• [AUFGABEN]:
- 1) Fassen Sie den Artikel über Gennaro Gattuso in zwei Sätzen zusammen.
- 2) Geben Sie aus dem Artikel über Gennaro Gattuso den Abschnitt zwischen „Weltmeister 2006, Champions-League-Sieger“ und „einer Pressekonferenz vorgestellt.“, beide Stellen eingeschlossen, wortgetreu wieder.
- 3) Führen Sie den Artikel über Gennaro Gattuso im Anschluss an seinen letzten Satz weiter.

• [SEITENAUSZUG]:
· · · · ·

Gennaro «Rino» GattusoKnochenbrecher, Terrier und Bälleklauer
Mit der Verpflichtung von Gennaro Gattuso ist Sion-Boss Christian Constantin der ganz grosse Transfer-Coup gelungen. «Der Knurrige» beisst künftig im Wallis zu.
Weltmeister 2006, Champions-League-Sieger 2003 und 2007, italienischer Pokalsieger, italienischer Meister 2004 und 2011, Klubweltmeister 2007: Noch nie hat ein Fussballer mit derartigem Ausweis in der Schweizer Liga gespielt. Der letzte Weltmeister, der in Diensten eines Schweizer Klubs stand, war der Franzose Christian Karembeu 2004/05 bei Servette. Nun hat sich Gattuso für zwei Jahre im Wallis verpflichtet. Er wird heute an einer Pressekonferenz vorgestellt.
«Knochenbrecher vom San Siro», «Wadenbeisser», «Terrier» und «Bulldogge» ist nur eine kleine Auswahl der Spitznamen, die sich der Italiener im Laufe seiner Karriere erarbeitet hat. Zum Teil beziehen sich die Bezeichnungen auf sein Aussehen. «Mein Gott, bin ich hässlich», soll er nach dem WM-Final im Hotel vor dem Spiegel gejammert haben. Die anderen Spitznamen hat sich Gattuso mit seiner –sagen wir – etwas robusten Art, Fussball zu spielen verdient. Vieles ist auch Klischee. Einer der Namen ist über all die Jahre geblieben: «Ringhio». Frei übersetzt ist das «der Knurrige». Gattuso bevorzugt indes die abgeschwächte Form «Rino».

· · · · ·

• [QUELLDATEN]:
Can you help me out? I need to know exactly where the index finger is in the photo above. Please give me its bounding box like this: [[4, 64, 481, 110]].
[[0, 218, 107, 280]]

· · · · ·

• [LÖSUNGEN]:
- 1) Sion-Boss Christian Constantin hat Gennaro Gattuso, unter anderem Weltmeister 2006 und Champions-League-Sieger 2003 und 2007, für zwei Jahre ins Wallis geholt; noch nie hat ein Fussballer mit derartigem Ausweis in der Schweizer Liga gespielt. Wegen seines Aussehens und seiner robusten Spielweise erhielt der Italiener Spitznamen wie «Knochenbrecher vom San Siro» oder «Terrier», geblieben ist jedoch «Ringhio», frei übersetzt «der Knurrige», wobei er selbst die abgeschwächte Form «Rino» bevorzugt.

- 2)
Weltmeister 2006, Champions-League-Sieger 2003 und 2007, italienischer Pokalsieger, italienischer Meister 2004 und 2011, Klubweltmeister 2007: Noch nie hat ein Fussballer mit derartigem Ausweis in der Schweizer Liga gespielt. Der letzte Weltmeister, der in Diensten eines Schweizer Klubs stand, war der Franzose Christian Karembeu 2004/05 bei Servette. Nun hat sich Gattuso für zwei Jahre im Wallis verpflichtet. Er wird heute an einer Pressekonferenz vorgestellt.

- 3)
Schnörkellos, hart und ehrlich
Kalabrisch nennt der 34-Jährige seinen Stil Fussball zu spielen. «Kalabrisch spielen heisst sich den Lohn zu erschwitzen, zu erkämpfen, nie aufzugeben und sich immer wieder mit derselben Wut in den Ball zu verbeissen, auch wenn dieser verloren scheint.» Der Sechser der alten Schule hat die Gabe, ein Spiel zu lesen, die Spielzüge des Gegners zu antizipieren und die Aktionen der Ballartisten rechtzeitig zu zerstören. «Ich bin eigentlich nur ein ladro di palloni.» Als «Bälleklauer» hat er sich hochgearbeitet. Schnörkellos, hart und ehrlich.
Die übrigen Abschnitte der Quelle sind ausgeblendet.